§ **WHAT NEEDS TO BE DONE**: Pick up the email reply about faster safepoints, shown below, and continue it from where it stops.

### EXTRACT TO READ

RFR(XL): 8203469: Faster safepoints

Fri Jan 18 13:45:45 UTC 2019

Hi Patricio,

On 1/18/19 2:00 AM, Patricio Chilano wrote:
> Hi Robbin,
> 
> Nice work! Some minor comments:
> 
> 1) In method SafepointSynchronize::decrement_waiting_to_block(), what's the 
> argument post_if_needed for?

Left-over, removed.

> 
> 2) In method SafepointSynchronize::try_stable_load_state(), why do you have to 
> load the safepoint_id again after loading the thread state? The safepoint_id 
> could change right after you read it the second time so it doesn't seem to be a 
> question of correctness. Since the state is only returned back to the caller 
> when you read a sid equal to InactiveSafepointCounter or to the safepoint_count, 
> could't you do something more simple like:
> 
>    uint64_t sid = thread->safepoint_state()->get_safepoint_id();  // Load acquire
> 
>    if (sid == InactiveSafepointCounter || sid == safepoint_count) {
>      *state = thread->thread_state();
>      return true;
>    }
>    return false;
> 
> Or in other words, which problematic scenario are you covering by reading it 
> twice as it is now?

The WaitBarrier is armed for current safepoint id, if the thread is in correct
safepoint the loaded safepoint id in SS::block() is current. Then it cannot
change since the WaitBarrier is armed for that id.

To separate threads blocked in SS:block from other blocked threads (since we do
not have a safepoint check when leaving SS:block()) the java thread may never
publish thread_blocked with a zero thread safepoint id in the SS:block code.
So we should set the safepoint id before going to blocked and go from blocked
before resetting (zeroing) the thread safepoint id.
We could do it the other way around but it would just create another type of
false positives and we still need to do a 'stable' load.

######
### DATA EXCERPT

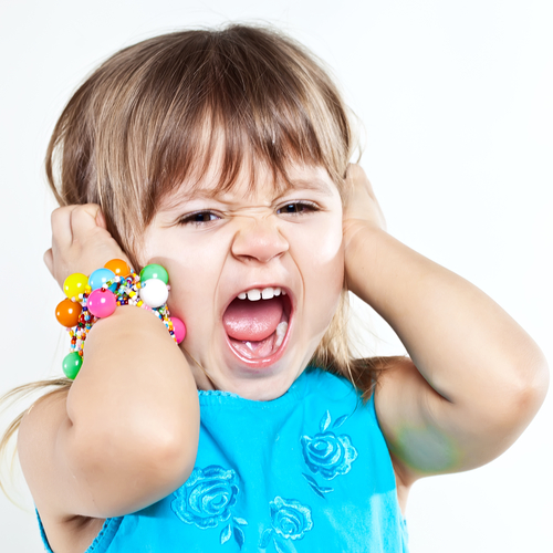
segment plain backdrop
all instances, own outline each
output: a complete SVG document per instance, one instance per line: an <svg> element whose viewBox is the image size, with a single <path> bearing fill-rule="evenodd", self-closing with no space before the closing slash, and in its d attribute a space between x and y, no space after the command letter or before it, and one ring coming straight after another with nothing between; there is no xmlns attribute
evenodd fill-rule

######

§ **FINAL RESULT**:
Normally stores are seen as:
- Javathread have non blocked + 0 safepoint id.
- Store thread safepoint id (next).
- Store thread state. (blocked)
-> waitbarrier

Meaning we read them in reverse-order:
- Load state
- Load safepoint id

Since a new safepoint can be started directly after _wait_barrier->wait();
We can see a thread leaving previous safepoint, in case stores are seen as:
- Leaving previous waitbarrier.
- Javathread have blocked + previous safepoint id.
- Store thread state. (non blocked)
- Store thread safepoint id (0).
- Store thread safepoint id (next).
- Store thread state. (blocked) (here it is safe)
-> waitbarrier

Thus the loading can see this as:
- Leaving previous waitbarrier.
- Javathread have blocked + previous safepoint id. <--- Load state blocked
- Store thread state. (non blocked)
- Store thread safepoint id (0). <---- Load thread safepoint id 0
- Store thread safepoint id (next).
- Store thread state. (blocked) (here it is safe)
-> waitbarrier

Now this is a false positive, resulting in blocked with safepoint id 0, not good.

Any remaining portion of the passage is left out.